■ Blocco di testo

#####

Le oltre 100 immagini de La sonrisa de un niño sono dello stesso Letterio e di Antonio Ferronato, coordinatore del progetto Monteagudo per Braccia Aperte. Volontario salesiano in Bolivia a 21 anni, Antonio è ambasciatore della Bolivia in Italia, spirito rivoluzionario autentico e generoso nel suo darsi agli altri, gratuitamente. La sua storia, e non solo la sua, è raccontata nel libro di Letterio.
I nostri occhi si rispecchiano, se sappiamo guardare oltre, negli occhi dei bambini boliviani. Occhi dentro occhi… – dicevamo all’inizio con i Negramaro – dentro ai quali, se vogliamo, come insegnano Letterio e Antonio, ci possiamo anche rispecchiare. Occhi che non parlano soltanto della condizione dell’infanzia in Bolivia, ma anche di noi.

#####

■ Completare quanto segue
1. Secondo il testo sul libro La sonrisa de un niño, a quale età Antonio Ferronato è stato volontario salesiano in Bolivia?
2. Prosegua il testo sul libro La sonrisa de un niño a partire dalla sua ultima frase.

■ Dati forniti
#####

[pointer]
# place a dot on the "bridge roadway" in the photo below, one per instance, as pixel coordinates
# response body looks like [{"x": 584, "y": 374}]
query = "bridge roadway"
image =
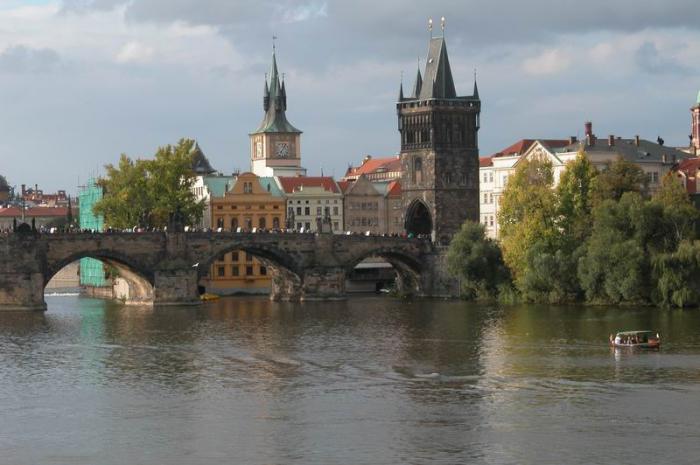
[{"x": 165, "y": 268}]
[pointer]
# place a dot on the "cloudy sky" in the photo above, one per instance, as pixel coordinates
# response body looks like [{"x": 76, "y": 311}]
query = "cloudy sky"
[{"x": 82, "y": 81}]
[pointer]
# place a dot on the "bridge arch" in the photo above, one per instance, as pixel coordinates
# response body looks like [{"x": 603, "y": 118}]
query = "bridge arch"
[
  {"x": 285, "y": 270},
  {"x": 407, "y": 266},
  {"x": 133, "y": 282}
]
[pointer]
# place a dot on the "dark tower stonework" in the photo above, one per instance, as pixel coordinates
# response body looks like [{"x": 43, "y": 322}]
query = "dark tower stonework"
[{"x": 439, "y": 150}]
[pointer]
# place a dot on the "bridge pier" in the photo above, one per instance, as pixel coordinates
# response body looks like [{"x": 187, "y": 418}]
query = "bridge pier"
[
  {"x": 22, "y": 291},
  {"x": 323, "y": 283},
  {"x": 173, "y": 287}
]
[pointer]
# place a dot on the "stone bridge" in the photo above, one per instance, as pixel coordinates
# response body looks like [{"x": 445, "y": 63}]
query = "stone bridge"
[{"x": 165, "y": 268}]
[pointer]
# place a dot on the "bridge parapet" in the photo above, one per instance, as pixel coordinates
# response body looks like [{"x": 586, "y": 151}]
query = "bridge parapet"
[{"x": 306, "y": 266}]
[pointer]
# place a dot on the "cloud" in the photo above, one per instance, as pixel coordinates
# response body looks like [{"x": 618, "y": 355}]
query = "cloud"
[
  {"x": 305, "y": 12},
  {"x": 649, "y": 59},
  {"x": 23, "y": 59},
  {"x": 135, "y": 52},
  {"x": 549, "y": 62}
]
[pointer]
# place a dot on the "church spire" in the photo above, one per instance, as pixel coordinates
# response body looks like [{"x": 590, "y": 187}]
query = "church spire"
[
  {"x": 418, "y": 84},
  {"x": 275, "y": 102},
  {"x": 438, "y": 74}
]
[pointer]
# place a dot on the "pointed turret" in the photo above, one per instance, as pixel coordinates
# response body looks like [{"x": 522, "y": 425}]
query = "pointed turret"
[
  {"x": 438, "y": 73},
  {"x": 417, "y": 85},
  {"x": 275, "y": 104},
  {"x": 266, "y": 96}
]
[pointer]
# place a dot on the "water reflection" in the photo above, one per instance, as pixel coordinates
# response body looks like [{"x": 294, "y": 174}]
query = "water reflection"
[{"x": 365, "y": 381}]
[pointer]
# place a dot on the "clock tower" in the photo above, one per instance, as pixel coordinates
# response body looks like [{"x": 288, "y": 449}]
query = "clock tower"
[{"x": 275, "y": 146}]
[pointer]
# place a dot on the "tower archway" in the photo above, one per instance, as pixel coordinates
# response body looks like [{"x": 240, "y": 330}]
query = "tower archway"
[{"x": 418, "y": 219}]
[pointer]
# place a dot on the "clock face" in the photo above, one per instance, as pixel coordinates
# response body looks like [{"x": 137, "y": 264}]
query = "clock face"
[{"x": 282, "y": 149}]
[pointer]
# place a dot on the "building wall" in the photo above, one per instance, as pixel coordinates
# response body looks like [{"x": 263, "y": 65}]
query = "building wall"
[{"x": 247, "y": 205}]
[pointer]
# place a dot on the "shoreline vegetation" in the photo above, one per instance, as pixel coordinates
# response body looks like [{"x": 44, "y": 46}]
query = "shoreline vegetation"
[{"x": 597, "y": 238}]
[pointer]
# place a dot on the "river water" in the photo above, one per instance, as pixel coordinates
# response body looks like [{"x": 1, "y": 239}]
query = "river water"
[{"x": 367, "y": 381}]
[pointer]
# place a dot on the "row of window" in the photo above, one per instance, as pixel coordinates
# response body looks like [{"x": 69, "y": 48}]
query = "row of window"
[
  {"x": 248, "y": 207},
  {"x": 319, "y": 211},
  {"x": 291, "y": 202},
  {"x": 248, "y": 223},
  {"x": 364, "y": 205},
  {"x": 364, "y": 222}
]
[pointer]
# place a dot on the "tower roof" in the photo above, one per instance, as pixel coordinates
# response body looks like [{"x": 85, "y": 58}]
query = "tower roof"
[
  {"x": 437, "y": 82},
  {"x": 275, "y": 119},
  {"x": 200, "y": 163},
  {"x": 417, "y": 85}
]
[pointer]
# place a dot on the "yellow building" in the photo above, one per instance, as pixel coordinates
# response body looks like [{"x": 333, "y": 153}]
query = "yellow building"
[{"x": 253, "y": 204}]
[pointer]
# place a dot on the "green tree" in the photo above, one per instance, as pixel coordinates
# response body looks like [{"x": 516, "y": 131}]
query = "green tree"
[
  {"x": 477, "y": 261},
  {"x": 151, "y": 193},
  {"x": 574, "y": 197},
  {"x": 677, "y": 276},
  {"x": 680, "y": 213},
  {"x": 127, "y": 200},
  {"x": 617, "y": 178},
  {"x": 615, "y": 265},
  {"x": 528, "y": 213}
]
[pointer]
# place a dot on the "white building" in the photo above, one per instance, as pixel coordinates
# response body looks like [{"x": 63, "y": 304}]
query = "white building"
[
  {"x": 312, "y": 199},
  {"x": 654, "y": 158}
]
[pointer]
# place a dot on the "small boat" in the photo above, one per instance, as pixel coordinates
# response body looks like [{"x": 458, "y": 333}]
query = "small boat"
[
  {"x": 638, "y": 339},
  {"x": 209, "y": 297}
]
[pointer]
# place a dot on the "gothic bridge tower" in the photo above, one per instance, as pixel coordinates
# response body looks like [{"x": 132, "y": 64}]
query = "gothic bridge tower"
[{"x": 439, "y": 150}]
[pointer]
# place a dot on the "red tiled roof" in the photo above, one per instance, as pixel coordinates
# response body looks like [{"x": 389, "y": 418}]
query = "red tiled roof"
[
  {"x": 344, "y": 185},
  {"x": 292, "y": 184},
  {"x": 38, "y": 212},
  {"x": 372, "y": 165},
  {"x": 522, "y": 145},
  {"x": 394, "y": 188}
]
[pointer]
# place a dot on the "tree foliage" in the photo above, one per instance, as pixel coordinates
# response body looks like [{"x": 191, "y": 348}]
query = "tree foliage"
[
  {"x": 150, "y": 193},
  {"x": 476, "y": 260},
  {"x": 617, "y": 178},
  {"x": 528, "y": 212}
]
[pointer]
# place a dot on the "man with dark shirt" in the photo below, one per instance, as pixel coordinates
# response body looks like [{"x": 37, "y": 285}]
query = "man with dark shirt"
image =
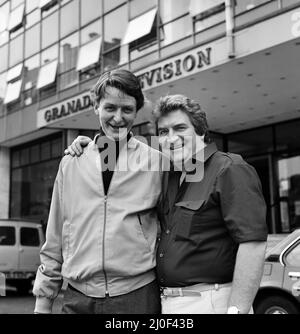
[{"x": 211, "y": 252}]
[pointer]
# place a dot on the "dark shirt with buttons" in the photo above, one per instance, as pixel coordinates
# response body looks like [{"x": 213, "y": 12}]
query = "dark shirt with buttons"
[{"x": 203, "y": 222}]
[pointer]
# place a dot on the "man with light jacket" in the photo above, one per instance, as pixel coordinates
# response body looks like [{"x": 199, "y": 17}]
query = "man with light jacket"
[{"x": 102, "y": 228}]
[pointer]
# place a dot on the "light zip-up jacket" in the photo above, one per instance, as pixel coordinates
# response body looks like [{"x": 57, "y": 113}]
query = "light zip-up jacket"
[{"x": 102, "y": 245}]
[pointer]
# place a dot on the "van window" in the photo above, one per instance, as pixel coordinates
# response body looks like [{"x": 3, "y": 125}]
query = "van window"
[
  {"x": 7, "y": 236},
  {"x": 29, "y": 236}
]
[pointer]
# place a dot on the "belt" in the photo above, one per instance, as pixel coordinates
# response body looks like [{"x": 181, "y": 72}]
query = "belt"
[{"x": 192, "y": 290}]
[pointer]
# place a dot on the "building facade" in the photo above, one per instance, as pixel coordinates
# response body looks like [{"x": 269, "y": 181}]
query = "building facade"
[{"x": 238, "y": 58}]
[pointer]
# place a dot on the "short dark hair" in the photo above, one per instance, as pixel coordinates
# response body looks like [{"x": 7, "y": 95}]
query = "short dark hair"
[
  {"x": 121, "y": 79},
  {"x": 170, "y": 103}
]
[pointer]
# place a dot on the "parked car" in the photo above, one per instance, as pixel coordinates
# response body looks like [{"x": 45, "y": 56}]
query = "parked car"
[
  {"x": 279, "y": 291},
  {"x": 20, "y": 243}
]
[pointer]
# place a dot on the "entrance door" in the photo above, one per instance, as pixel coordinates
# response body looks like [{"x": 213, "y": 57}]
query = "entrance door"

#####

■ Risultati in ordine
1. A 21 anni.

2.
Perché la fotografia è l’immagine di un’idea. Fotografare non è solo semplice e asettica riproduzione della realtà, ma anche dare una propria interpretazione del mondo che ci circonda. Cogliere un istante. E lasciare agli altri la visione soggettiva di un frammento di vita. In questo caso emozione pura. Che non sempre consente di “trattenere il fiato prima di pensare”.
E’ quell’emozione che ti sgorga da dentro, erompe come un fiume in piena, un’onda che scaturisce dall’intimo più intimo e che non pensavi di avere dentro. Tanto che dopo i fiotti sei costretto a riflettere sulla sua origine. E “bocca dentro bocca” non puoi “non chiederti perché”, perché tanto “tutto poi ritorna”.

Le parole scritte da Letterio, quelle condivise in questi mesi, le sue immagini e quelle di Antonio sono capaci di toccare corde profonde. Emozioni. Come quelle di un padre e un figlio, una madre e un figlio che si incontrano per la prima volta. Persone – in questo le parole dei Negramaro bene sintetizzano lo spirito di Braccia Aperte – una di fronte all’altra. Si guardano negli occhi, avvicinano le mani, si stringono, si riconoscono.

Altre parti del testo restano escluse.